EXTRACT START
New research suggests that securing a sustainable supply of nutritious food to feed the world’s fast-growing population is as big an issue as fighting wars, preventing disease and saving the environment.
The study by Monash University researchers, along with Analysis International and the National Health Research Institutes, was published in Food Security, revealing that governments must look at food security with far more urgency than they currently are.
The report’s lead author, Emeritus Professor Mark Wahlqvist from Monash University’s Asia-Pacific Health and Nutrition Centre at the Monash Asia Institute, wrote that: "Food security should be incorporated into the larger human security agenda in order to stress its relevance to conventional security requirements, and to gain support for it of a comparable or superior kind to that currently available for arms.
More dependent than you think
“The world’s current and future health is far more dependent on food security than people think. Every body system and organ is nutritionally dependent and therefore at risk from food insecurity.”
The research looked at food security across Asia, although Wahlqvist remarked that producing enough affordable and nutritious food in environmentally sustainable and socially acceptable ways was in fact a global problem.
The research found that extensive resources and innovative socio-political structures were needed to deal with the many shifts in food security. It revealed that concerted efforts in family planning and enlightened migration are urgently required to reduce the growing mismatch between food supply and need in the world.
EXTRACT END
RECORDS PROVIDED START
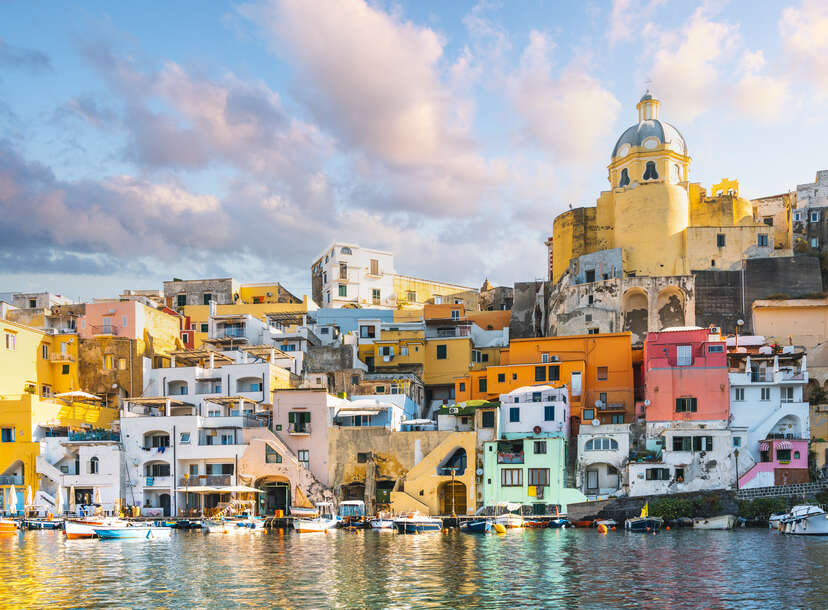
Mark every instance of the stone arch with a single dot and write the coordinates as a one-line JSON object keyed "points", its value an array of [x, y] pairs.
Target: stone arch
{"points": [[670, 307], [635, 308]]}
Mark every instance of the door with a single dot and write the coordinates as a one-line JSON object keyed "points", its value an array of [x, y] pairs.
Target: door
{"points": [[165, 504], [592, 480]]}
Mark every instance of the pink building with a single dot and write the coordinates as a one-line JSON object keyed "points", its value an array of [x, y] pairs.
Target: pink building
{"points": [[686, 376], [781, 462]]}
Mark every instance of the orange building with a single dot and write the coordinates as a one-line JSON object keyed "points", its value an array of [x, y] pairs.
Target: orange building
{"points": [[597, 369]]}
RECORDS PROVIDED END
**WORK TO BE COMPLETED**: Continue the article on food security research, picking up after its final sentence. These rows were taken from a separate source, unrelated to the article.

**REPLY TO THE EXERCISE**:
“Governments must make a major effort to develop food systems that are minimally dependent on non-renewable energy sources and maximally dependent on solar, geothermal or tidal energy,” the report said.
“Sustainable ecosytems are shrinking and disappearing, and we are foolish if we think we are a species that can be viable without them.”
Give greater support
The researchers also recommended giving greater support to public nutrition policy to encourage varied plant-based diets and discourage animal-based nutrition, which it scored poorly on sustainability, equity and affordability.
“The optimal human diet, basic for our food security, is one of biological variety and depends on diversity. If we continue to destroy our ecosystems or the places where food is produced, then human security is in jeopardy,” Wahlqvist concluded.